Task description:
Extend the passage on posture and movement while giving a speech, starting after its final sentence.

Should you sit or stand during a speech? Is it better to move or not to move?
There are no hard rules about body language in public speaking. Do what feels natural and comfortable—it projects confidence and helps you focus on delivering your speech as opposed to holding your body in a certain way.
Here are some tips to keep in mind.
Move (Or Don’t) in a Natural Way
Anderson acknowledges that some people feel more comfortable moving while speaking, and others feel less so. For this reason, he doesn’t prescribe one or the other, but he does give some tips to try and pitfalls to avoid for both.
If you prefer to walk, Anderson recommends you do so in a relaxed and natural way. When you make an important point, it’s a powerful method to stop walking, face the audience, and pause for a moment before resuming. This variety of walking and stopping can be an effective way to use your body. (Shortform note: Experts warn that too much walking can be distracting, but they encourage crossing the stage during the lighter moments of your speech and transitions between segments.)
If you prefer to stand, Anderson recommends keeping your weight evenly distributed between both feet. Avoid leaning to one side, continually shifting your weight, or rocking forward and backward. Those movements can be very distracting. Keep good posture in your spine and shoulders and use your hands to gesture to the audience from time to time. (Shortform note: This isn’t to say that you should stand still like a statue. Natural shifting of your weight is okay; rhythmic movement will draw the eye. You can also gesticulate with your upper body to keep from looking and feeling stiff.)
If you prefer to sit (or need to because of a physical constraint) this is okay as well. Anderson emphasizes that there are no hard and fast rules about standing or sitting during a speech. Whichever method of movement (or stillness) that you choose, he stresses that it only be done in a natural way. (Shortform note: With the recent increase in video conferencing, it’s more common than ever to sit while presenting. In this instance, focus on posture (sitting straight with shoulders back) to display confidence, and use hand gestures and facial expressions for emphasis and emotion.)

Information supplied:
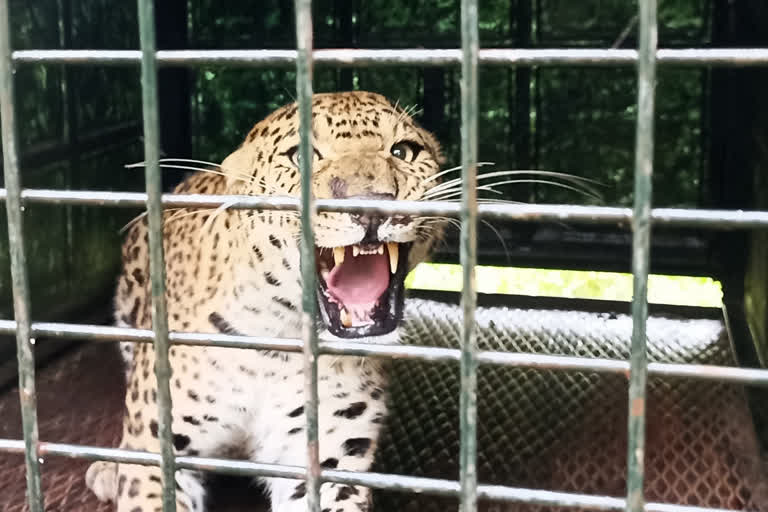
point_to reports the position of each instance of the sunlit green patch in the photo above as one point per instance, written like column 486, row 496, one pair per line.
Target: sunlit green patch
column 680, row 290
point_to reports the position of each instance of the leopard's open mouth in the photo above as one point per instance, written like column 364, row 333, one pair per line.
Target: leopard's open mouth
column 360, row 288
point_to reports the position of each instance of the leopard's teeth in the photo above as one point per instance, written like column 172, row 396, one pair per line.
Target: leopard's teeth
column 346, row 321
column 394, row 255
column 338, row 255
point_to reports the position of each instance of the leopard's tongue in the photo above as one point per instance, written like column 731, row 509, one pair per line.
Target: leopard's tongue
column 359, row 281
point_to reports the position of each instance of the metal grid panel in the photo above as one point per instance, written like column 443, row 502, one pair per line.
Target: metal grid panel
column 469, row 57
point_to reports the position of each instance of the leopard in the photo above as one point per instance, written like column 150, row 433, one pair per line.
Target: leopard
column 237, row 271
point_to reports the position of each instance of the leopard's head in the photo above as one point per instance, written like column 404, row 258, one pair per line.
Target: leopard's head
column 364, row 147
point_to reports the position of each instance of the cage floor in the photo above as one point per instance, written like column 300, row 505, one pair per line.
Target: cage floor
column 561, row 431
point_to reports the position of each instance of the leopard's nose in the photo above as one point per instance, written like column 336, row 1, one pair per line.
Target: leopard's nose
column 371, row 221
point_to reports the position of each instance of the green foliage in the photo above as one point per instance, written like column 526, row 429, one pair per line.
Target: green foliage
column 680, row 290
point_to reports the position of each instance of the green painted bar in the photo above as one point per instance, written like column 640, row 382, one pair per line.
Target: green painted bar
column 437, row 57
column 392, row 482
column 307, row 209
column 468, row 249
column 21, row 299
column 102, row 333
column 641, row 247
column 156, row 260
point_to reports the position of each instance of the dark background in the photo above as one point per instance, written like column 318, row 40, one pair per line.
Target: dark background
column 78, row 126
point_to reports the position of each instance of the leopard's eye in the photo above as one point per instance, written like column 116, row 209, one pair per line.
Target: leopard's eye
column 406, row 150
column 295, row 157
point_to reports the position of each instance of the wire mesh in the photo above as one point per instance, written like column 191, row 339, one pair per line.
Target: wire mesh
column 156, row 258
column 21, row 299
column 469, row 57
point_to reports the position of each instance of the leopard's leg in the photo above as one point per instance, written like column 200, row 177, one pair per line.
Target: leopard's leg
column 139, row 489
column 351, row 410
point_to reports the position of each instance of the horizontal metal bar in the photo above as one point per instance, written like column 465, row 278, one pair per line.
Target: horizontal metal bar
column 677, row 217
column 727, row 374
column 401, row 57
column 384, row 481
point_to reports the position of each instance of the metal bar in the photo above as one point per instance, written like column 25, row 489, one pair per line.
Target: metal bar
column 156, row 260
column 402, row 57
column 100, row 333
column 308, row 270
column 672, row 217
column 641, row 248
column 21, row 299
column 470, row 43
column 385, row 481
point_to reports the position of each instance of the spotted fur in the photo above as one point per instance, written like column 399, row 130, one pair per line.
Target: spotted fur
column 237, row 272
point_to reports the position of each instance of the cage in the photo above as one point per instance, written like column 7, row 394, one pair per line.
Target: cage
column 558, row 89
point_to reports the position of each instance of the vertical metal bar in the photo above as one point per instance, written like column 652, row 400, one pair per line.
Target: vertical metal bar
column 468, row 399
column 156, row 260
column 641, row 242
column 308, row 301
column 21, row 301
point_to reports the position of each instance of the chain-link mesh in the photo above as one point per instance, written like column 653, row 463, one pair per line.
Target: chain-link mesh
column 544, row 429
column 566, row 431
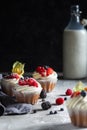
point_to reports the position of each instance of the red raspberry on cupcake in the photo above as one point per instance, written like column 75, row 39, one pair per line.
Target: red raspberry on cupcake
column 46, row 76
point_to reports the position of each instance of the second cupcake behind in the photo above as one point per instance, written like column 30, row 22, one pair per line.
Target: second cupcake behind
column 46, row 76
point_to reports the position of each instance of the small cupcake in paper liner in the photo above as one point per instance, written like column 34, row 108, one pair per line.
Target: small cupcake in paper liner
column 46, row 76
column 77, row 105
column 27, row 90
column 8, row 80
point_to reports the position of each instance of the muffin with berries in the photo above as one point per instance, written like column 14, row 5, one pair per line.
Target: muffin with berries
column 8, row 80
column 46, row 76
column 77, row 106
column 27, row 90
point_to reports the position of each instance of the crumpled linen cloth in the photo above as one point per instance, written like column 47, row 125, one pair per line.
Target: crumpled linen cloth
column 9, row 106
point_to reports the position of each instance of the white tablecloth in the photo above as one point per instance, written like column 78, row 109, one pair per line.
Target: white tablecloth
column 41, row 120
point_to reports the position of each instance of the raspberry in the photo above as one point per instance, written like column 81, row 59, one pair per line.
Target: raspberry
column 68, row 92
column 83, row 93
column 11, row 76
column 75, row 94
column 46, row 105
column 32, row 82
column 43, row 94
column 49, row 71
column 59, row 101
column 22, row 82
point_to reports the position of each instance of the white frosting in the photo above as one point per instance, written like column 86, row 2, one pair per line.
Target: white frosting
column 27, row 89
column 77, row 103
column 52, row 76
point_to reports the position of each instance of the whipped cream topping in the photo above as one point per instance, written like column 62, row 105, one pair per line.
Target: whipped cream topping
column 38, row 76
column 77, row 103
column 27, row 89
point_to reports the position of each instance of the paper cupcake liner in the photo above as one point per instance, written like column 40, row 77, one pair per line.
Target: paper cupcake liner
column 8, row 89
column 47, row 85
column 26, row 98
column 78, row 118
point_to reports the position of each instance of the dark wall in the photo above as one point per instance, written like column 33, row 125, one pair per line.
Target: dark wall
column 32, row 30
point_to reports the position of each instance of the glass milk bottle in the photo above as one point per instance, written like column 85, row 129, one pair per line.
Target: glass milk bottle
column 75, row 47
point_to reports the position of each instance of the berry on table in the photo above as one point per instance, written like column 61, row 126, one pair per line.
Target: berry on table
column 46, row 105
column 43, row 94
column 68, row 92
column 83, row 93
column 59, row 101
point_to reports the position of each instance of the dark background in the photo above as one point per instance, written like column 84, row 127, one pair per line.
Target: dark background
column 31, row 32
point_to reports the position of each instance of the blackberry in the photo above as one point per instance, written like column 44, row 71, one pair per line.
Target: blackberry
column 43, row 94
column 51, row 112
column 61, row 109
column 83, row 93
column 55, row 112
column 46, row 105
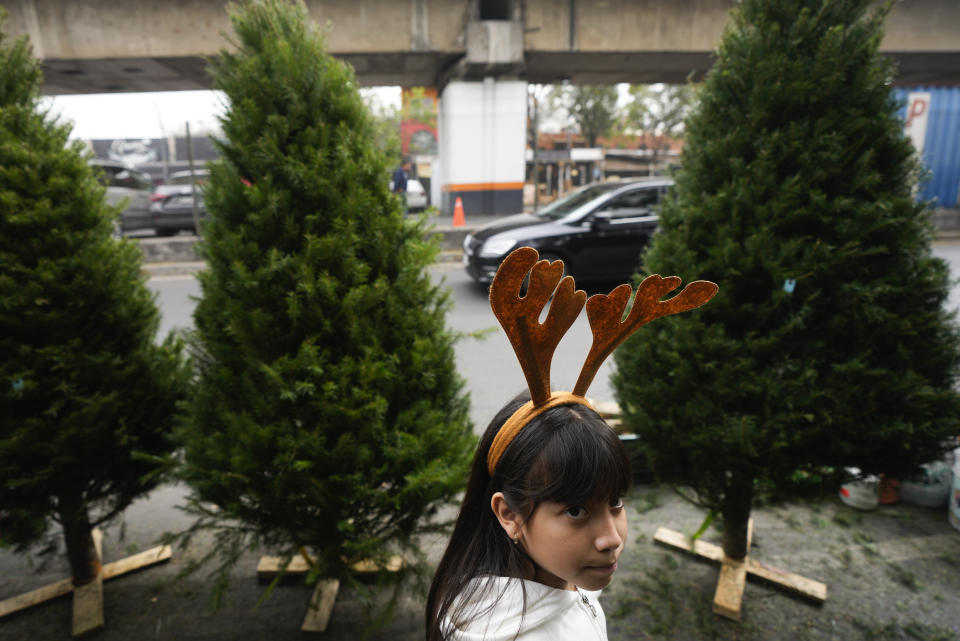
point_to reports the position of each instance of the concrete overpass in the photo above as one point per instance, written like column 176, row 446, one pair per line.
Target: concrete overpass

Response to the task:
Anderson suggests you record yourself giving your speech and pay specific attention to your body language. In public speaking, the way you move shouldn’t distract from your message. Ask your practice audience if anything you did with your body was distracting or off-putting, and make adjustments accordingly.
Tips for Managing Your Nerves
Whether you’re a seasoned speaker or not, Anderson says adrenaline comes with the territory. He explains that adrenaline gives you energy and animates your voice, which can be great for your speech. However, in large doses, it can also make you shaky, give you dry mouth, and cause anxiety. The following are ways that Anderson says you can manage your adrenaline and project confidence:
1) If your adrenaline is high enough to make you shaky, do something physical to get rid of the excess. (Shortform note: Anderson doesn’t say how far in advance you should do this, but we can infer that you should allow for enough cool-down time that you won’t be out of breath when you walk onto the stage.)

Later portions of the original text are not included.